* _Required work_
Gather every line of the records below that contains the word "green". Case counts.

Extracted records:
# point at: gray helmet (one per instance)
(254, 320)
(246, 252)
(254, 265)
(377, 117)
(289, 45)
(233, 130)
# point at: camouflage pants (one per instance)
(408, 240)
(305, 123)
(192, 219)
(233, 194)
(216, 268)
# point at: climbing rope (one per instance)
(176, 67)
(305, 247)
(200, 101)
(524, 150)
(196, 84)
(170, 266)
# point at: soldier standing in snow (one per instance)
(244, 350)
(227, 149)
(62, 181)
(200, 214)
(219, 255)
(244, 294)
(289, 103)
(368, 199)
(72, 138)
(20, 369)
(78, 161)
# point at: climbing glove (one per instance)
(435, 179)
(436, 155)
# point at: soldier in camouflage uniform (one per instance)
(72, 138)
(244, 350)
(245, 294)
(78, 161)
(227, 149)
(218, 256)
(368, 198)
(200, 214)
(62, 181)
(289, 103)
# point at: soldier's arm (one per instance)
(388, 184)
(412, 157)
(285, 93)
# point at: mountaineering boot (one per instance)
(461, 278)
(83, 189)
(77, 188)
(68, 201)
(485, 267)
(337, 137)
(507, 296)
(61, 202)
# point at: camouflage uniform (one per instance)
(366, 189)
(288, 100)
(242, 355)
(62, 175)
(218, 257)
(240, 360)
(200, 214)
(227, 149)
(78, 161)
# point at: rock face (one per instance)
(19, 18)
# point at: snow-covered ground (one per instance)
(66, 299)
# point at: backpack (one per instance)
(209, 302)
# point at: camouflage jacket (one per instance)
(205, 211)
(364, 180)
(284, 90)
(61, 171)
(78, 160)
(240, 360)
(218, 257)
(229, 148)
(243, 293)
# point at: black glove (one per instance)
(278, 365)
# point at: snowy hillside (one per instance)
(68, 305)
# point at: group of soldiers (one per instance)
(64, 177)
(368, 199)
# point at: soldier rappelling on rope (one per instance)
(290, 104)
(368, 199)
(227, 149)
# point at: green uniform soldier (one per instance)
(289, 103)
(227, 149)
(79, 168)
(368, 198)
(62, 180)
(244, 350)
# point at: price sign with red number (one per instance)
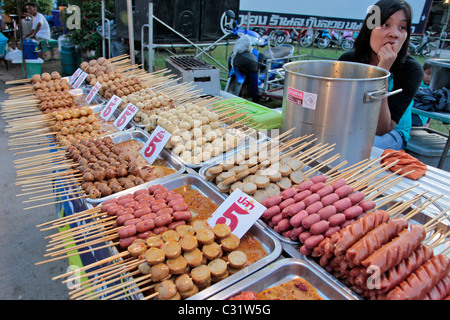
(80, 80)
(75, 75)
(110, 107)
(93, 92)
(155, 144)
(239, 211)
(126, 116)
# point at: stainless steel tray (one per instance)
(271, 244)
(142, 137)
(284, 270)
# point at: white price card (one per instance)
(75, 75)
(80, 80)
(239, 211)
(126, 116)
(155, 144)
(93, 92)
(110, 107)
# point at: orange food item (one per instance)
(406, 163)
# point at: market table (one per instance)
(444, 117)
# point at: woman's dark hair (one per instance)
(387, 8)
* * *
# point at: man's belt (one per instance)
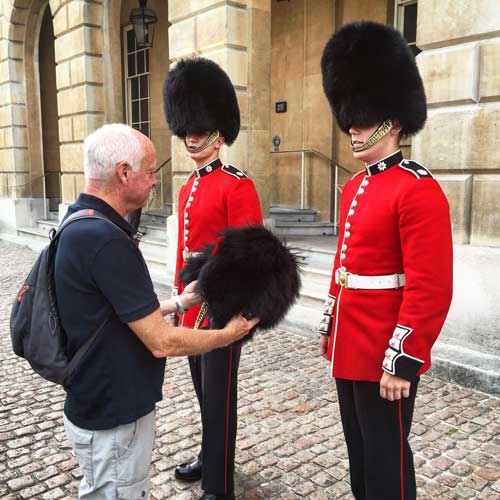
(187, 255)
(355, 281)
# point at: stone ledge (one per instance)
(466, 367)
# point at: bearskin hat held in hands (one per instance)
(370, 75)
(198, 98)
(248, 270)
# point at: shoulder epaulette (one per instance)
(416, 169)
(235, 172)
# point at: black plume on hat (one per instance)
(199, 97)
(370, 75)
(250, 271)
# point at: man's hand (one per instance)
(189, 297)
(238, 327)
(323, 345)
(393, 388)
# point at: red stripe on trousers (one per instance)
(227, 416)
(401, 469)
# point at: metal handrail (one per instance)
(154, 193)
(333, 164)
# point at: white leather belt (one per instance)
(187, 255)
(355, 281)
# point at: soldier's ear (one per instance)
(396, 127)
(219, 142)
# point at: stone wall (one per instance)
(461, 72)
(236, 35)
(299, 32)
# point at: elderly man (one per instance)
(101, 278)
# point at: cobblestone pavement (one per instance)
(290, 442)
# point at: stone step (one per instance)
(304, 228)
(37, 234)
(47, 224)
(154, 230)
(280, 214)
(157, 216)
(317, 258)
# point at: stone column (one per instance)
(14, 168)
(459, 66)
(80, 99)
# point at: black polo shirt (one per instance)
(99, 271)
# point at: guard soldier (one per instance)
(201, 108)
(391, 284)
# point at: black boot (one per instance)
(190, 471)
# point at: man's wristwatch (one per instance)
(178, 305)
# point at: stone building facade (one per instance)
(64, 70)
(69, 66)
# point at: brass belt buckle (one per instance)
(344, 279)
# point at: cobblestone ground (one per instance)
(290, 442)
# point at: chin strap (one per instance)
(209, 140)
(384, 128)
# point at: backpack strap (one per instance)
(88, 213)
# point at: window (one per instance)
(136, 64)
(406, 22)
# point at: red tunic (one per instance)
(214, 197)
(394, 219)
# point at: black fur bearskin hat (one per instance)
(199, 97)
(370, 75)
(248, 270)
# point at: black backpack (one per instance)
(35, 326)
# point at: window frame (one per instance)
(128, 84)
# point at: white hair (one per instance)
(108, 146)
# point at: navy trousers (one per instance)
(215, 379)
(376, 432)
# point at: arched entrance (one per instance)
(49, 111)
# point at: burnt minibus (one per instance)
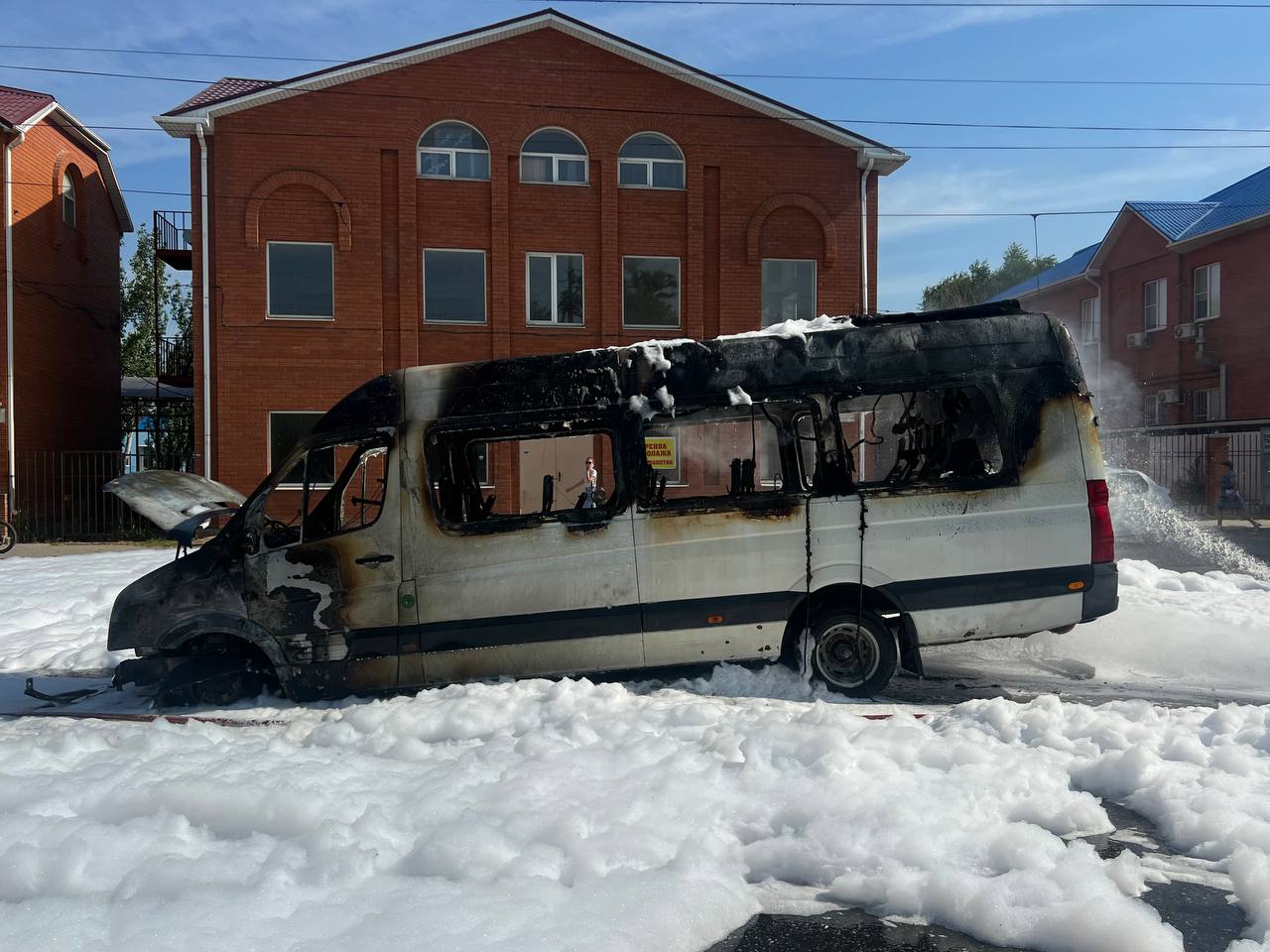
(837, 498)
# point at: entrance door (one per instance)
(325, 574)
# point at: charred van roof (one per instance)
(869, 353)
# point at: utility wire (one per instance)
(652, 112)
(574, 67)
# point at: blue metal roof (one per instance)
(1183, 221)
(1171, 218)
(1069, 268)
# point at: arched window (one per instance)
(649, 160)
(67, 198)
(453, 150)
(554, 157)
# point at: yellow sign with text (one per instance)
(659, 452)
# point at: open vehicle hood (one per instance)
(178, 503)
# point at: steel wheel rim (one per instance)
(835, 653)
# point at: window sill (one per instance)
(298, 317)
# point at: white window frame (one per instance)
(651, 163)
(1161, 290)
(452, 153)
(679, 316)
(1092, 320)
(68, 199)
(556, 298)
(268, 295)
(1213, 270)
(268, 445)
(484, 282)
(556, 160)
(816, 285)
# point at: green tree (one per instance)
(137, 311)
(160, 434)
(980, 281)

* _Full solution_
# point at: green uniform soldier (one per instance)
# point at: green tree (one per instance)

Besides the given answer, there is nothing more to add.